Reproduce each line of the material below without any changes.
== Records shown ==
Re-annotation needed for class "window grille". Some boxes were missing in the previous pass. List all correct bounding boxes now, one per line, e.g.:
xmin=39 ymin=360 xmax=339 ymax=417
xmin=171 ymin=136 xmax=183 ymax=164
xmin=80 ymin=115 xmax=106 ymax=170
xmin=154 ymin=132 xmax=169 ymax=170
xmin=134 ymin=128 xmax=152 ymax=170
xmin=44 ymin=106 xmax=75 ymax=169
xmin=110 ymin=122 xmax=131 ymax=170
===
### Solution:
Re-annotation needed for class "window grille". Some boxes were missing in the previous pass. List all correct bounding boxes now, one per line, e.g.:
xmin=39 ymin=360 xmax=339 ymax=417
xmin=171 ymin=136 xmax=183 ymax=164
xmin=80 ymin=115 xmax=106 ymax=170
xmin=154 ymin=132 xmax=169 ymax=170
xmin=134 ymin=128 xmax=152 ymax=170
xmin=44 ymin=106 xmax=75 ymax=169
xmin=110 ymin=122 xmax=131 ymax=170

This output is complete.